*** Data shown Section Begins ***

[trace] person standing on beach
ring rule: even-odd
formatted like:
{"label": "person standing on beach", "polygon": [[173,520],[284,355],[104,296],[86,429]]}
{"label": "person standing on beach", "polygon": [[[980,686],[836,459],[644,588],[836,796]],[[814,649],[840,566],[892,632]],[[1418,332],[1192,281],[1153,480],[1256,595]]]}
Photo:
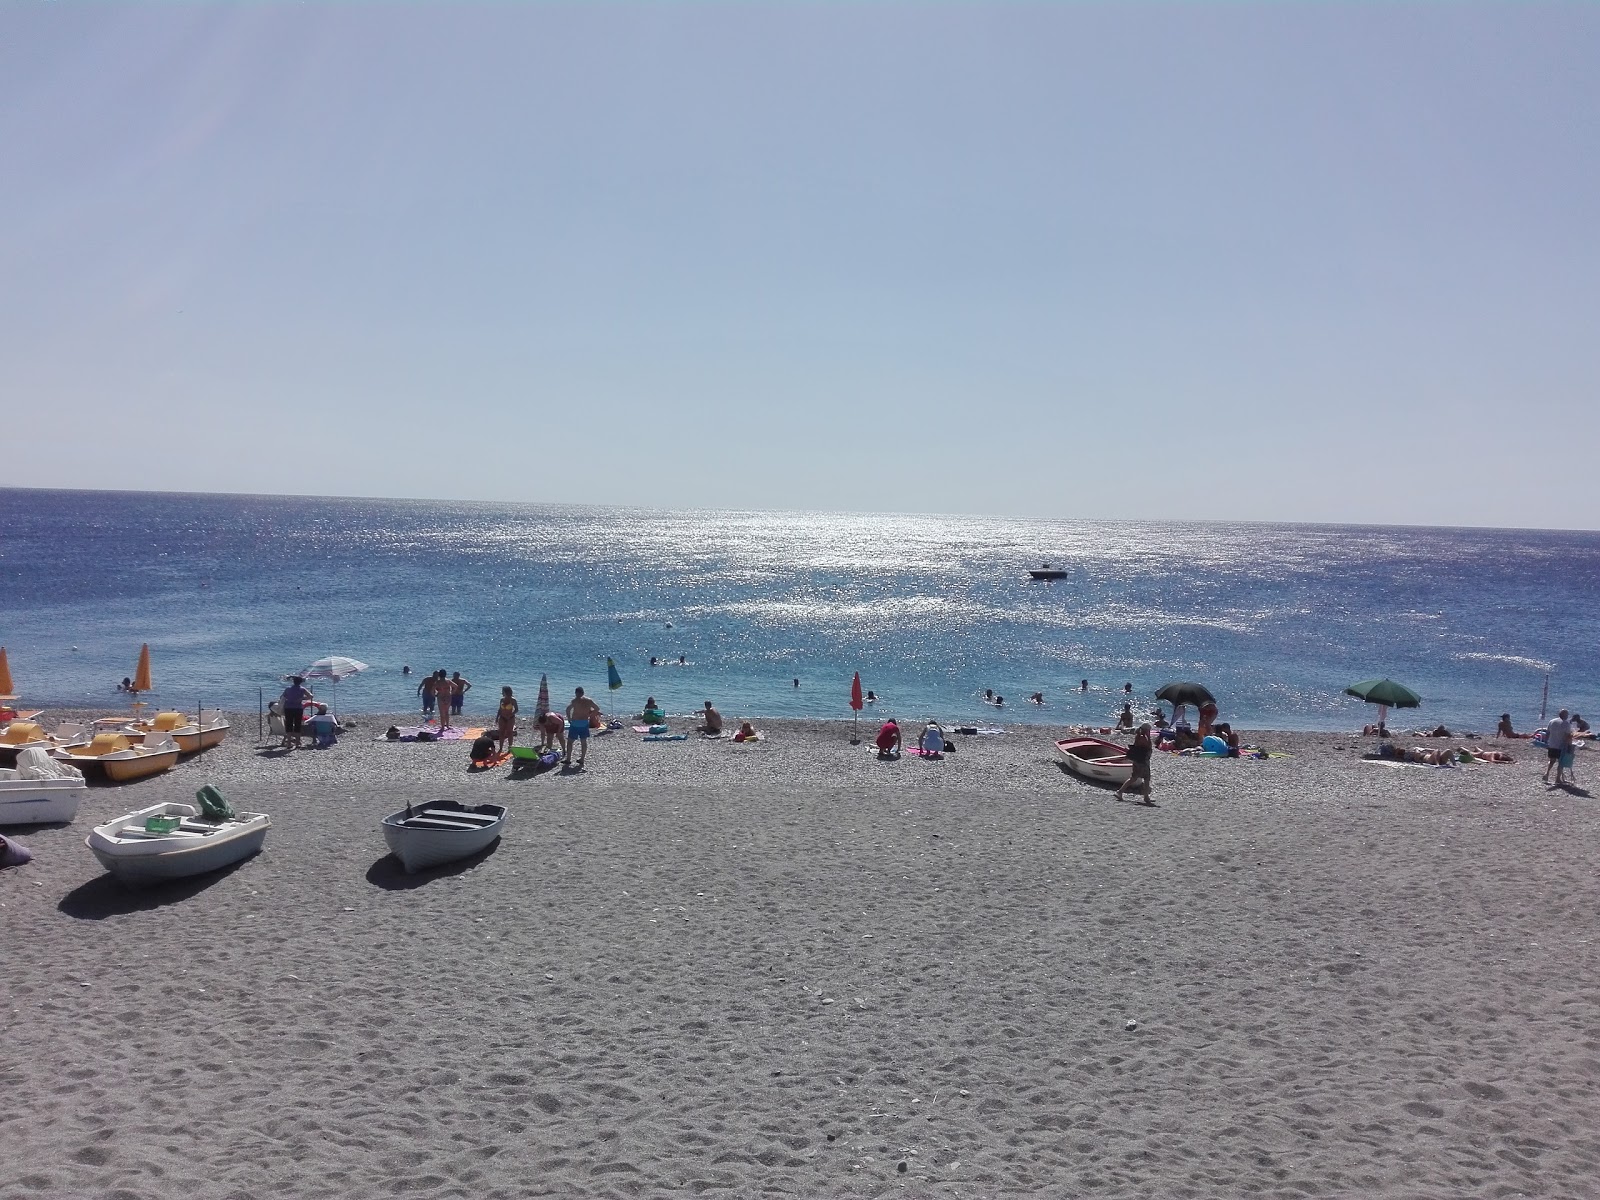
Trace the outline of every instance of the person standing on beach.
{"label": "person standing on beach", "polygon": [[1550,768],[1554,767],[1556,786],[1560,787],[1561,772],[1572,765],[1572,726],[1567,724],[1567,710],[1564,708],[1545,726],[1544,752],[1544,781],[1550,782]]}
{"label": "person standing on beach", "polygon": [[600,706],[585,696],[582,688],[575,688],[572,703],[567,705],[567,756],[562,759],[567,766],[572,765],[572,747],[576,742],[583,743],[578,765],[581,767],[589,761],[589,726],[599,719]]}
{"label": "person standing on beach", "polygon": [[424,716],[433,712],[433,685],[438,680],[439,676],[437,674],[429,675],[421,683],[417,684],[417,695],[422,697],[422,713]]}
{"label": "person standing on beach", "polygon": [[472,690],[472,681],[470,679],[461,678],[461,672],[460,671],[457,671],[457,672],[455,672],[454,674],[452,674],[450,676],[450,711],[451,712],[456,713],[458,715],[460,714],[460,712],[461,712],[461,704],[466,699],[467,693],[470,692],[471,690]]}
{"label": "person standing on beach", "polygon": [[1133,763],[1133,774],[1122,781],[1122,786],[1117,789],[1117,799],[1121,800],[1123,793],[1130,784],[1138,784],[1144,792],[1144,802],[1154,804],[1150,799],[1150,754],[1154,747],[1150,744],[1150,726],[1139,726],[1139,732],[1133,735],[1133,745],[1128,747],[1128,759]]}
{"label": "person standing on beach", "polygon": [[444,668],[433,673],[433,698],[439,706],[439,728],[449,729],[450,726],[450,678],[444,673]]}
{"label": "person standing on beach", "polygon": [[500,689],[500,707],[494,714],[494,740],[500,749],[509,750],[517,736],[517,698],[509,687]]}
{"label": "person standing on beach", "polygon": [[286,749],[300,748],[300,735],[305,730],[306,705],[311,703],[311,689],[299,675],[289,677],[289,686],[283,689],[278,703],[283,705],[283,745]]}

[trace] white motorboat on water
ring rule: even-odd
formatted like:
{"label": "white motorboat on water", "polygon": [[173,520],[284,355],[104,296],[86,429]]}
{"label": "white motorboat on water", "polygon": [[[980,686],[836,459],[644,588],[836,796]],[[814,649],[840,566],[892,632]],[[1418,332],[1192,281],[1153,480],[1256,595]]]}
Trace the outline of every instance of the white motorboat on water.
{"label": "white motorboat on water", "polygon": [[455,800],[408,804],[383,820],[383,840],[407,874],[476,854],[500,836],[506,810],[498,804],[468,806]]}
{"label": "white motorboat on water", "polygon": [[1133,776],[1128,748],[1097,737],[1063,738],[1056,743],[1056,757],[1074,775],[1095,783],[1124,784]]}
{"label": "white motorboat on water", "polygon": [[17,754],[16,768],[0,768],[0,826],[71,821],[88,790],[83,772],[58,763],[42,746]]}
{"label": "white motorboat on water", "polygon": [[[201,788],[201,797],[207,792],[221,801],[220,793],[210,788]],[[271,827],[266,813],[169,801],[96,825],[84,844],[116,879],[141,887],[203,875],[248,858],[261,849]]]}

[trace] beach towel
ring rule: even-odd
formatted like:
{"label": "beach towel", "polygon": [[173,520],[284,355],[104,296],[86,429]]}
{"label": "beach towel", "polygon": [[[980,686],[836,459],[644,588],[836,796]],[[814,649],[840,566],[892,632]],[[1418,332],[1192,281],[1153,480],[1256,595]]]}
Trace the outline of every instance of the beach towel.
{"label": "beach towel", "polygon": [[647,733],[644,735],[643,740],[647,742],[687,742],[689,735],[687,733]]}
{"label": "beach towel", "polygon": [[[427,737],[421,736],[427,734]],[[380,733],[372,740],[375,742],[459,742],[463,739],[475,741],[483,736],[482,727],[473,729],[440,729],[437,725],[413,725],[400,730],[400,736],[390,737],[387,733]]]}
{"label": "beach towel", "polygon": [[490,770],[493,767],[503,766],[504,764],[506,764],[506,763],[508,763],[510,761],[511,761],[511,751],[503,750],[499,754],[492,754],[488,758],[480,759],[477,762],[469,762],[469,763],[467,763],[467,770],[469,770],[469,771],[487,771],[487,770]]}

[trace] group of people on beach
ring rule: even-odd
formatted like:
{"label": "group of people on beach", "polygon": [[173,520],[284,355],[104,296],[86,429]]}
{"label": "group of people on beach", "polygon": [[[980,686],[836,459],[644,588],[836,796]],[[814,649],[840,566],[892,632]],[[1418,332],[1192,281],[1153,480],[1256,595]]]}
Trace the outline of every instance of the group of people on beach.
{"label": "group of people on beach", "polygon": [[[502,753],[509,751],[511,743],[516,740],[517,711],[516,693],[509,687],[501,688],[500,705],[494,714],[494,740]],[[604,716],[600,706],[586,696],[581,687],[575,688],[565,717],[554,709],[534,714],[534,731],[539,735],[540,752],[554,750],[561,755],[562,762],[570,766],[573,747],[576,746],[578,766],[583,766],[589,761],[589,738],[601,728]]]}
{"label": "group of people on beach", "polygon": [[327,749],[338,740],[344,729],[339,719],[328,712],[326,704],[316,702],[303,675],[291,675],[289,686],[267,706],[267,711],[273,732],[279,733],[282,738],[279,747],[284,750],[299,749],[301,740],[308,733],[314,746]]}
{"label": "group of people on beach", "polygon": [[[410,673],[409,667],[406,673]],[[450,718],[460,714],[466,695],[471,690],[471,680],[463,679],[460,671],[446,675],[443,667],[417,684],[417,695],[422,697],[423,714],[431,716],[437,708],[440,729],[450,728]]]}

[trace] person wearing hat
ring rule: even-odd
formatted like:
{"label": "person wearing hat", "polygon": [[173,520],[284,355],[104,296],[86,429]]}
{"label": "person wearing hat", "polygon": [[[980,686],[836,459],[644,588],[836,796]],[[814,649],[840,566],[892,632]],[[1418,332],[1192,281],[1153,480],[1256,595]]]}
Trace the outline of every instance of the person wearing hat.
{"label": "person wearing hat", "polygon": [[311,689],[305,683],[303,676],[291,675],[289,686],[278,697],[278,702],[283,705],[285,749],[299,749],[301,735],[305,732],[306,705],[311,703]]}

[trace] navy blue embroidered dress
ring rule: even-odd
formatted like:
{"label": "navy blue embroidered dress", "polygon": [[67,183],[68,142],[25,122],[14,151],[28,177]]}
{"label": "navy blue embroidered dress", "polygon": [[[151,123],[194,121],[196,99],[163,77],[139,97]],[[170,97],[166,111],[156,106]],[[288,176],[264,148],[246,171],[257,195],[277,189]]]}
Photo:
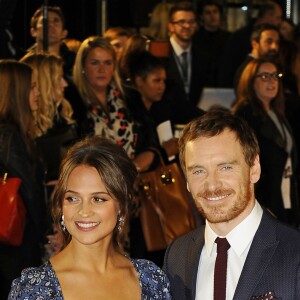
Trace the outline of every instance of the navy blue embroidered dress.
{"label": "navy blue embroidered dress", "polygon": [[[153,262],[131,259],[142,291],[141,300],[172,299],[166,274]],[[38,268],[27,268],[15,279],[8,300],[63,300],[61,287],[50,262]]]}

*** Data shown Section Ends ***

Problem requirements:
If pictures are present, they are dropped, and the entries above are written out word for word.

Answer:
[trace] person standing on beach
ring rule: even-odd
formatted like:
{"label": "person standing on beach", "polygon": [[173,520],[284,355],[104,296],[86,429]]}
{"label": "person standing on beach", "polygon": [[[980,686],[836,459],[644,588],[836,796]],[[814,649],[840,566],[892,632]],[[1418,332],[1192,281],[1153,480],[1256,595]]]}
Photo:
Trace the outline of every instance of the person standing on beach.
{"label": "person standing on beach", "polygon": [[1550,768],[1554,767],[1556,786],[1560,787],[1561,772],[1572,765],[1572,726],[1567,724],[1567,710],[1564,708],[1545,726],[1544,752],[1544,781],[1550,782]]}
{"label": "person standing on beach", "polygon": [[600,706],[585,696],[582,688],[575,688],[572,703],[567,705],[567,756],[562,759],[567,766],[572,765],[572,747],[576,742],[583,743],[578,765],[581,767],[589,761],[589,726],[599,719]]}
{"label": "person standing on beach", "polygon": [[424,716],[433,712],[433,685],[438,680],[439,676],[437,674],[429,675],[421,683],[417,684],[417,695],[422,697],[422,713]]}
{"label": "person standing on beach", "polygon": [[472,690],[472,681],[470,679],[461,678],[461,672],[460,671],[457,671],[457,672],[455,672],[454,674],[452,674],[450,676],[450,711],[451,712],[456,713],[458,715],[460,714],[460,712],[461,712],[461,704],[466,699],[467,693],[470,692],[471,690]]}
{"label": "person standing on beach", "polygon": [[1133,763],[1133,774],[1122,781],[1122,786],[1117,789],[1117,799],[1121,800],[1123,793],[1130,784],[1138,784],[1144,792],[1144,802],[1154,804],[1150,799],[1150,754],[1154,747],[1150,744],[1150,726],[1139,726],[1139,732],[1133,735],[1133,745],[1128,747],[1128,759]]}
{"label": "person standing on beach", "polygon": [[444,668],[433,673],[433,698],[439,706],[439,728],[449,729],[450,726],[450,678],[444,673]]}
{"label": "person standing on beach", "polygon": [[500,689],[500,707],[494,714],[494,740],[500,749],[509,750],[517,736],[517,698],[509,687]]}
{"label": "person standing on beach", "polygon": [[286,749],[300,748],[300,735],[305,730],[306,705],[311,703],[311,689],[299,675],[289,677],[289,686],[283,689],[278,703],[283,705],[283,745]]}

[trace] white motorboat on water
ring rule: even-odd
formatted like:
{"label": "white motorboat on water", "polygon": [[173,520],[284,355],[104,296],[86,429]]}
{"label": "white motorboat on water", "polygon": [[[980,686],[836,459],[644,588],[836,796]],[[814,649],[840,566],[892,632]],[[1418,332],[1192,281],[1153,480],[1256,595]]]}
Trace the outline of every instance of the white motorboat on water.
{"label": "white motorboat on water", "polygon": [[455,800],[408,804],[383,820],[383,840],[407,874],[476,854],[500,836],[506,810],[498,804],[468,806]]}
{"label": "white motorboat on water", "polygon": [[1133,776],[1128,748],[1097,737],[1063,738],[1056,743],[1056,757],[1074,775],[1095,783],[1124,784]]}
{"label": "white motorboat on water", "polygon": [[17,754],[16,768],[0,768],[0,826],[71,821],[88,790],[83,772],[58,763],[42,746]]}
{"label": "white motorboat on water", "polygon": [[[201,788],[201,797],[207,792],[221,801],[220,793],[210,788]],[[271,827],[266,813],[169,801],[96,825],[84,844],[116,879],[141,887],[203,875],[248,858],[261,849]]]}

[trace] beach towel
ring rule: even-odd
formatted like:
{"label": "beach towel", "polygon": [[173,520],[284,355],[104,296],[86,429]]}
{"label": "beach towel", "polygon": [[[980,686],[836,459],[644,588],[836,796]],[[814,649],[840,566],[892,632]],[[1418,332],[1192,281],[1153,480],[1256,595]]]}
Trace the outline of every instance of the beach towel.
{"label": "beach towel", "polygon": [[647,733],[644,735],[643,740],[647,742],[687,742],[689,735],[687,733]]}
{"label": "beach towel", "polygon": [[[427,737],[421,736],[427,734]],[[380,733],[372,740],[375,742],[459,742],[463,739],[475,741],[483,736],[482,727],[473,729],[440,729],[437,725],[413,725],[400,730],[400,736],[390,737],[387,733]]]}
{"label": "beach towel", "polygon": [[490,770],[493,767],[503,766],[504,764],[506,764],[506,763],[508,763],[510,761],[511,761],[511,751],[503,750],[499,754],[492,754],[488,758],[480,759],[477,762],[469,762],[469,763],[467,763],[467,770],[469,770],[469,771],[487,771],[487,770]]}

[trace] group of people on beach
ring rule: even-odd
formatted like:
{"label": "group of people on beach", "polygon": [[173,520],[284,355],[104,296],[86,429]]}
{"label": "group of people on beach", "polygon": [[[980,686],[836,459],[644,588],[836,796]],[[814,649],[840,566],[892,632]],[[1418,332],[1192,281],[1153,480],[1256,595]]]}
Trace the outline of every instance of the group of people on beach.
{"label": "group of people on beach", "polygon": [[[502,753],[509,751],[511,743],[516,740],[517,711],[516,693],[509,687],[501,688],[500,705],[494,714],[494,740]],[[604,716],[600,706],[586,696],[581,687],[575,688],[565,717],[554,709],[534,714],[534,731],[539,735],[540,752],[554,750],[561,755],[562,762],[570,766],[573,747],[576,746],[578,766],[583,766],[589,761],[589,738],[601,728]]]}
{"label": "group of people on beach", "polygon": [[327,749],[338,740],[344,729],[339,719],[328,712],[326,704],[316,702],[303,675],[291,675],[289,686],[267,706],[267,711],[273,732],[279,733],[282,738],[279,747],[284,750],[299,749],[301,740],[308,733],[314,746]]}
{"label": "group of people on beach", "polygon": [[[410,673],[409,667],[406,673]],[[450,718],[460,714],[466,695],[471,690],[471,680],[463,679],[460,671],[446,675],[443,667],[417,684],[417,695],[422,697],[423,714],[431,716],[437,708],[440,729],[450,728]]]}

[trace] person wearing hat
ring rule: even-odd
formatted like:
{"label": "person wearing hat", "polygon": [[173,520],[284,355],[104,296],[86,429]]}
{"label": "person wearing hat", "polygon": [[[980,686],[836,459],[644,588],[836,796]],[[814,649],[840,566],[892,632]],[[1418,332],[1192,281],[1153,480],[1256,595]]]}
Trace the outline of every instance of the person wearing hat.
{"label": "person wearing hat", "polygon": [[311,689],[305,683],[303,676],[291,675],[289,686],[278,697],[278,702],[283,705],[285,749],[299,749],[301,735],[305,732],[306,705],[311,703]]}

[trace] navy blue embroidered dress
ring rule: even-odd
formatted like:
{"label": "navy blue embroidered dress", "polygon": [[67,183],[68,142],[25,122],[14,151],[28,177]]}
{"label": "navy blue embroidered dress", "polygon": [[[151,123],[194,121],[196,99],[163,77],[139,97]],[[170,97],[166,111],[156,106]],[[288,176],[264,148],[246,171],[257,195],[277,189]]]}
Photo:
Trace the outline of every instance of the navy blue embroidered dress.
{"label": "navy blue embroidered dress", "polygon": [[[153,262],[131,259],[142,291],[141,300],[172,299],[166,274]],[[38,268],[27,268],[15,279],[8,300],[63,300],[61,287],[50,262]]]}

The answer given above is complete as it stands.